**Requirement**
Print every record below exactly, minus the pictures.

==*==

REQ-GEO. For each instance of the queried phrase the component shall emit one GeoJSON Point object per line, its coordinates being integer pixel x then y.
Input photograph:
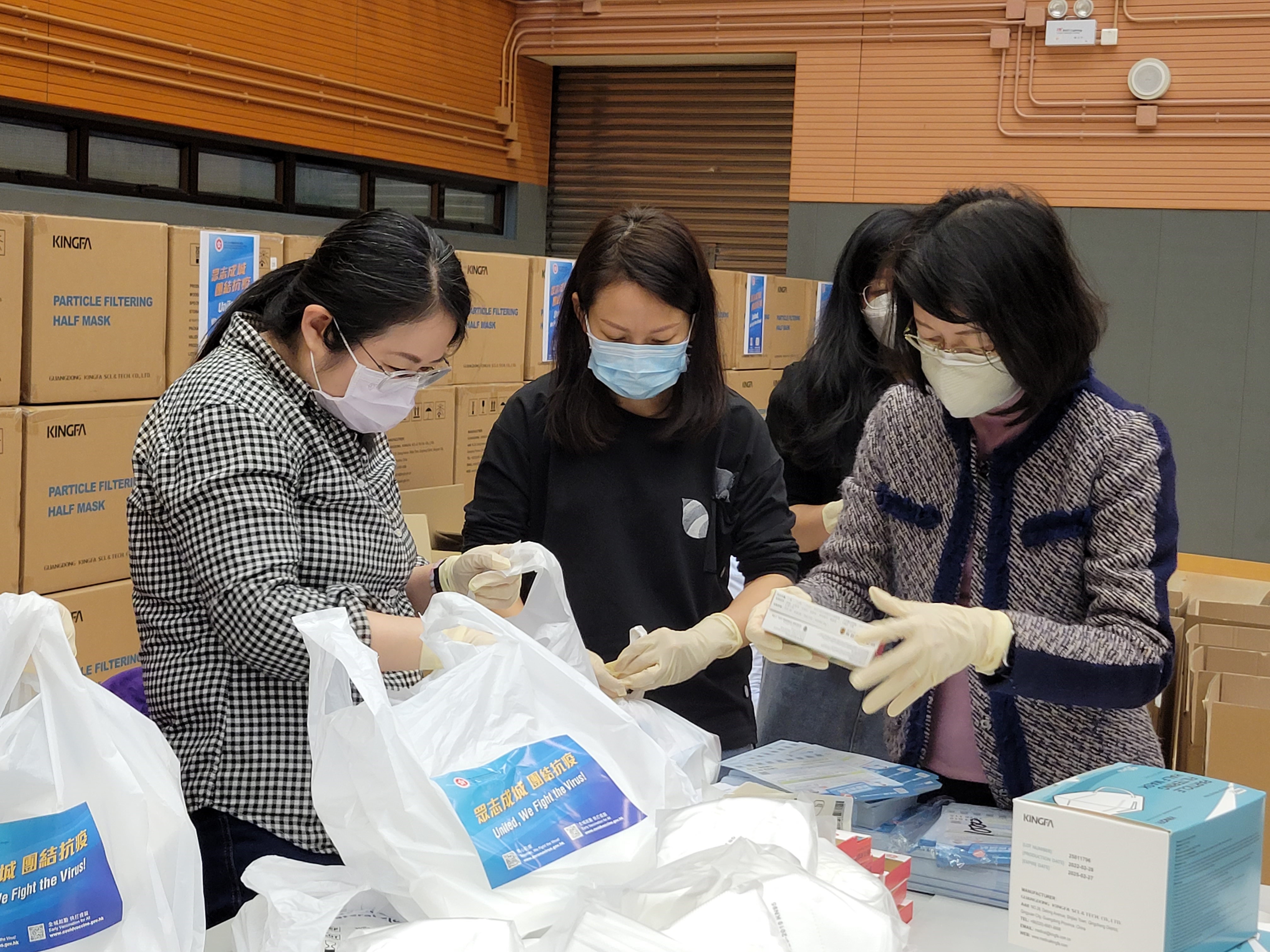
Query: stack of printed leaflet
{"type": "Point", "coordinates": [879, 789]}
{"type": "Point", "coordinates": [958, 851]}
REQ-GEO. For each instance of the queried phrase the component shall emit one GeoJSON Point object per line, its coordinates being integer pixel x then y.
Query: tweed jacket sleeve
{"type": "Point", "coordinates": [234, 483]}
{"type": "Point", "coordinates": [1121, 655]}
{"type": "Point", "coordinates": [859, 552]}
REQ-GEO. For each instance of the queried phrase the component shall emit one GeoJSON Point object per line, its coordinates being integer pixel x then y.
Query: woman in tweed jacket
{"type": "Point", "coordinates": [1024, 525]}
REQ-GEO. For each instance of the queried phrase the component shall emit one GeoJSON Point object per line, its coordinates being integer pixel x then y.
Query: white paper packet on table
{"type": "Point", "coordinates": [496, 787]}
{"type": "Point", "coordinates": [91, 799]}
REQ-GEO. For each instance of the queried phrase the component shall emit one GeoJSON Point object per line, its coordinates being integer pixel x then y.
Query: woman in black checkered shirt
{"type": "Point", "coordinates": [265, 490]}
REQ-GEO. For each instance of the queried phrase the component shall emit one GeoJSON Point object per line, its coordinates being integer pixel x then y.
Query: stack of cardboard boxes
{"type": "Point", "coordinates": [107, 314]}
{"type": "Point", "coordinates": [110, 313]}
{"type": "Point", "coordinates": [1221, 705]}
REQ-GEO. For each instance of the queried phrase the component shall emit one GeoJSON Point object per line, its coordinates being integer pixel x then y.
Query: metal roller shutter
{"type": "Point", "coordinates": [709, 145]}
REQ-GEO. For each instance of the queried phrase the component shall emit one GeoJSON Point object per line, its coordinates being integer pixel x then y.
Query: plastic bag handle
{"type": "Point", "coordinates": [332, 642]}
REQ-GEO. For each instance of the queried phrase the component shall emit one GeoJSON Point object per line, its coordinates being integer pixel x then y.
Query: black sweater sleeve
{"type": "Point", "coordinates": [501, 508]}
{"type": "Point", "coordinates": [761, 541]}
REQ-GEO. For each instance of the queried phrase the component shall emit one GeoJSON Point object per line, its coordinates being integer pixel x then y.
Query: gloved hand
{"type": "Point", "coordinates": [428, 660]}
{"type": "Point", "coordinates": [831, 514]}
{"type": "Point", "coordinates": [479, 574]}
{"type": "Point", "coordinates": [775, 649]}
{"type": "Point", "coordinates": [939, 640]}
{"type": "Point", "coordinates": [668, 657]}
{"type": "Point", "coordinates": [608, 682]}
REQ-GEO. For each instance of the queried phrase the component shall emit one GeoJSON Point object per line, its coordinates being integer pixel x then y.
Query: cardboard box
{"type": "Point", "coordinates": [106, 627]}
{"type": "Point", "coordinates": [11, 497]}
{"type": "Point", "coordinates": [741, 300]}
{"type": "Point", "coordinates": [788, 318]}
{"type": "Point", "coordinates": [479, 408]}
{"type": "Point", "coordinates": [425, 444]}
{"type": "Point", "coordinates": [495, 348]}
{"type": "Point", "coordinates": [444, 506]}
{"type": "Point", "coordinates": [1131, 857]}
{"type": "Point", "coordinates": [296, 248]}
{"type": "Point", "coordinates": [756, 386]}
{"type": "Point", "coordinates": [548, 279]}
{"type": "Point", "coordinates": [1206, 663]}
{"type": "Point", "coordinates": [13, 253]}
{"type": "Point", "coordinates": [183, 291]}
{"type": "Point", "coordinates": [96, 310]}
{"type": "Point", "coordinates": [77, 478]}
{"type": "Point", "coordinates": [1239, 723]}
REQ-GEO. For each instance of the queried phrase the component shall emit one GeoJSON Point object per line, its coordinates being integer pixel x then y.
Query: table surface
{"type": "Point", "coordinates": [940, 925]}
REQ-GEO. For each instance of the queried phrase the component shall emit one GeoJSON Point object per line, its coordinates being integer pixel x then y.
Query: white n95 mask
{"type": "Point", "coordinates": [881, 318]}
{"type": "Point", "coordinates": [374, 402]}
{"type": "Point", "coordinates": [968, 385]}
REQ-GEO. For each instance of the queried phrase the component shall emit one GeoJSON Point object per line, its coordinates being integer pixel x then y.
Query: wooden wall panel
{"type": "Point", "coordinates": [926, 117]}
{"type": "Point", "coordinates": [446, 51]}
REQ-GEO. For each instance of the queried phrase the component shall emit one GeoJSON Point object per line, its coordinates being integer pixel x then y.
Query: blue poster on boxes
{"type": "Point", "coordinates": [228, 264]}
{"type": "Point", "coordinates": [756, 310]}
{"type": "Point", "coordinates": [56, 885]}
{"type": "Point", "coordinates": [535, 805]}
{"type": "Point", "coordinates": [553, 290]}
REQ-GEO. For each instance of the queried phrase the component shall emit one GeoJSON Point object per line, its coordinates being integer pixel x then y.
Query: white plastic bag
{"type": "Point", "coordinates": [408, 790]}
{"type": "Point", "coordinates": [91, 800]}
{"type": "Point", "coordinates": [306, 908]}
{"type": "Point", "coordinates": [694, 749]}
{"type": "Point", "coordinates": [549, 620]}
{"type": "Point", "coordinates": [789, 824]}
{"type": "Point", "coordinates": [440, 936]}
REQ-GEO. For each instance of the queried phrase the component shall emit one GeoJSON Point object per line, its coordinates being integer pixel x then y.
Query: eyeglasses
{"type": "Point", "coordinates": [923, 344]}
{"type": "Point", "coordinates": [873, 292]}
{"type": "Point", "coordinates": [422, 377]}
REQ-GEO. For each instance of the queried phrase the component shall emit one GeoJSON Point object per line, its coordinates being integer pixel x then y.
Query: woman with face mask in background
{"type": "Point", "coordinates": [643, 474]}
{"type": "Point", "coordinates": [265, 489]}
{"type": "Point", "coordinates": [816, 417]}
{"type": "Point", "coordinates": [1011, 514]}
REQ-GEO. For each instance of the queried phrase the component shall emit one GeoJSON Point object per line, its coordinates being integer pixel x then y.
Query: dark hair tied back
{"type": "Point", "coordinates": [375, 272]}
{"type": "Point", "coordinates": [1000, 259]}
{"type": "Point", "coordinates": [658, 253]}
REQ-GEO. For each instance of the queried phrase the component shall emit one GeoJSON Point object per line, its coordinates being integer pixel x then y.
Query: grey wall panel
{"type": "Point", "coordinates": [1188, 337]}
{"type": "Point", "coordinates": [526, 211]}
{"type": "Point", "coordinates": [1119, 251]}
{"type": "Point", "coordinates": [1197, 362]}
{"type": "Point", "coordinates": [1253, 492]}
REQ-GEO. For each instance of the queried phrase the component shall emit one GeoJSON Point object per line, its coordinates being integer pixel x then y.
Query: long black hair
{"type": "Point", "coordinates": [658, 253]}
{"type": "Point", "coordinates": [375, 272]}
{"type": "Point", "coordinates": [844, 367]}
{"type": "Point", "coordinates": [1000, 259]}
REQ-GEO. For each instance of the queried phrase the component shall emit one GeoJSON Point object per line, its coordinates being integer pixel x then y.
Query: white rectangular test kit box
{"type": "Point", "coordinates": [818, 629]}
{"type": "Point", "coordinates": [1131, 857]}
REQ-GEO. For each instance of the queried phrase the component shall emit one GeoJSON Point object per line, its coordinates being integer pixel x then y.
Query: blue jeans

==*==

**Response below**
REQ-GEO. For each instance of the queried phrase the component shall emit one GeoJSON Point object per line, its coordinates being integer pixel x then y.
Input photograph:
Query: stack of printed leaflet
{"type": "Point", "coordinates": [879, 789]}
{"type": "Point", "coordinates": [958, 851]}
REQ-GEO. For each instance of the queried phrase the component shall emit one GeoJSON Point object per line, its coordinates being integer pixel x then y.
Query: tweed jacket sleeve
{"type": "Point", "coordinates": [234, 483]}
{"type": "Point", "coordinates": [1121, 655]}
{"type": "Point", "coordinates": [859, 552]}
REQ-GEO. For each instance of the queried phrase the component shall emit one GeoJSON Point object per line, its coordinates being integer pixel x then y.
Query: woman in tweed jacket
{"type": "Point", "coordinates": [1024, 525]}
REQ-GEO. For each instance of the queried phrase the component shall emit one GeoJSON Point object per line, its coordinates being integer pixel x then y.
Query: white paper packet on table
{"type": "Point", "coordinates": [496, 787]}
{"type": "Point", "coordinates": [91, 799]}
REQ-GEO. For each instance of the queried phrase the component shall emit one GeoJSON Point object per line, its coordinates being integer pixel x then y.
Query: woman in black checkered shirt
{"type": "Point", "coordinates": [265, 490]}
REQ-GEO. For each instance of the queried phrase the component shall emit one GeoJSON Point object per line, its coordinates being integer pixel x then y.
Query: stack of cardboard boxes
{"type": "Point", "coordinates": [107, 314]}
{"type": "Point", "coordinates": [110, 313]}
{"type": "Point", "coordinates": [1221, 705]}
REQ-GEO. For each instance of the queried phrase the component shall emit one GeoJSON Point object per line, its coordinates being integer pixel x then y.
Query: metal roller shutter
{"type": "Point", "coordinates": [709, 145]}
REQ-GEO. For each instance of the queried phrase the component shall emit one GeoJSON Point object per line, its coordinates being integer pixel x then y.
Query: plastic bag handle
{"type": "Point", "coordinates": [332, 642]}
REQ-GEO. For each instance of the queried phrase the component shall emit one GeoJSON Point object per line, its coordinates being integer pixel x then y.
Query: black sweater sleeve
{"type": "Point", "coordinates": [501, 508]}
{"type": "Point", "coordinates": [761, 541]}
REQ-GEO. For each instance of the queried phrase the component shall emit one GeoJSON Point object per line, its coordinates being integer pixel x then y.
Query: gloved hand
{"type": "Point", "coordinates": [428, 660]}
{"type": "Point", "coordinates": [831, 514]}
{"type": "Point", "coordinates": [479, 574]}
{"type": "Point", "coordinates": [775, 649]}
{"type": "Point", "coordinates": [939, 640]}
{"type": "Point", "coordinates": [668, 657]}
{"type": "Point", "coordinates": [608, 682]}
REQ-GEO. For each instance of the queried phrase the component shall emit one GeoJSON Point object per line, its coordinates being integer pixel x then y.
Query: cardboard box
{"type": "Point", "coordinates": [106, 627]}
{"type": "Point", "coordinates": [11, 497]}
{"type": "Point", "coordinates": [741, 300]}
{"type": "Point", "coordinates": [788, 318]}
{"type": "Point", "coordinates": [479, 408]}
{"type": "Point", "coordinates": [425, 444]}
{"type": "Point", "coordinates": [495, 348]}
{"type": "Point", "coordinates": [444, 506]}
{"type": "Point", "coordinates": [1131, 857]}
{"type": "Point", "coordinates": [296, 248]}
{"type": "Point", "coordinates": [756, 386]}
{"type": "Point", "coordinates": [548, 279]}
{"type": "Point", "coordinates": [1206, 663]}
{"type": "Point", "coordinates": [13, 253]}
{"type": "Point", "coordinates": [183, 291]}
{"type": "Point", "coordinates": [96, 310]}
{"type": "Point", "coordinates": [77, 478]}
{"type": "Point", "coordinates": [1239, 723]}
REQ-GEO. For each instance of the queried phrase the component shall emit one GeoJSON Point object per line, its coordinates being integer pixel x then y.
Query: table surface
{"type": "Point", "coordinates": [940, 925]}
REQ-GEO. For each instance of the queried phrase the component shall emit one GeoJSON Point object per line, its coordinates being integer pixel x then y.
Query: white n95 mask
{"type": "Point", "coordinates": [881, 318]}
{"type": "Point", "coordinates": [374, 402]}
{"type": "Point", "coordinates": [968, 385]}
REQ-GEO. For each instance of the queried phrase the component shall emit one GeoJSON Point object per line, its coordinates being integer pixel x then y.
Query: wooden wall panel
{"type": "Point", "coordinates": [926, 117]}
{"type": "Point", "coordinates": [446, 51]}
REQ-GEO. For each instance of the queried phrase the component shall emit one GeoJSON Point object per line, its coordinates being integer pixel x then y.
Query: blue poster on boxes
{"type": "Point", "coordinates": [228, 264]}
{"type": "Point", "coordinates": [756, 310]}
{"type": "Point", "coordinates": [56, 885]}
{"type": "Point", "coordinates": [535, 805]}
{"type": "Point", "coordinates": [553, 290]}
REQ-GEO. For each instance of the queried phrase the component shall emit one GeoJSON Point object per line, its coordinates being integer pixel x then y.
Query: white plastic bag
{"type": "Point", "coordinates": [408, 790]}
{"type": "Point", "coordinates": [91, 800]}
{"type": "Point", "coordinates": [306, 908]}
{"type": "Point", "coordinates": [694, 749]}
{"type": "Point", "coordinates": [549, 620]}
{"type": "Point", "coordinates": [789, 824]}
{"type": "Point", "coordinates": [440, 936]}
REQ-GEO. For each instance of the queried phrase the component shall emit one GeoJSON Point object per line, its coordinates being integer pixel x then y.
Query: eyeglasses
{"type": "Point", "coordinates": [923, 344]}
{"type": "Point", "coordinates": [873, 292]}
{"type": "Point", "coordinates": [422, 377]}
REQ-GEO. For each instance of the queried phrase the component shall emit one GeoJSON Point object per line, its coordinates being integer pixel x then y.
Query: woman with face mask in background
{"type": "Point", "coordinates": [643, 474]}
{"type": "Point", "coordinates": [265, 489]}
{"type": "Point", "coordinates": [816, 417]}
{"type": "Point", "coordinates": [1011, 514]}
REQ-GEO. For each instance of the queried phrase the component shall emit one GeoJSON Point object per line, its coordinates being integer pixel x then y.
Query: dark hair tied back
{"type": "Point", "coordinates": [375, 272]}
{"type": "Point", "coordinates": [1000, 259]}
{"type": "Point", "coordinates": [658, 253]}
REQ-GEO. For each instance of the queried phrase the component shall emit one GeoJSON Point object per line, its coordinates being integer pixel x then y.
Query: grey wall panel
{"type": "Point", "coordinates": [1188, 337]}
{"type": "Point", "coordinates": [526, 211]}
{"type": "Point", "coordinates": [1119, 251]}
{"type": "Point", "coordinates": [1197, 362]}
{"type": "Point", "coordinates": [1253, 492]}
REQ-GEO. For each instance of the queried phrase the component shall emit one GeoJSON Point object per line, its coordinates being integer pixel x then y.
Query: long black hair
{"type": "Point", "coordinates": [658, 253]}
{"type": "Point", "coordinates": [375, 272]}
{"type": "Point", "coordinates": [844, 367]}
{"type": "Point", "coordinates": [1000, 259]}
REQ-GEO. For each instance of the queried phrase the component shall emit one GeoJSON Point object per line, its coordinates being integer pixel x then y.
Query: white rectangular test kit box
{"type": "Point", "coordinates": [818, 629]}
{"type": "Point", "coordinates": [1131, 857]}
REQ-GEO. For each instance of the queried phrase the component shall emit one GeoJSON Point object per line, its coordinates being integer pixel x then y.
Query: blue jeans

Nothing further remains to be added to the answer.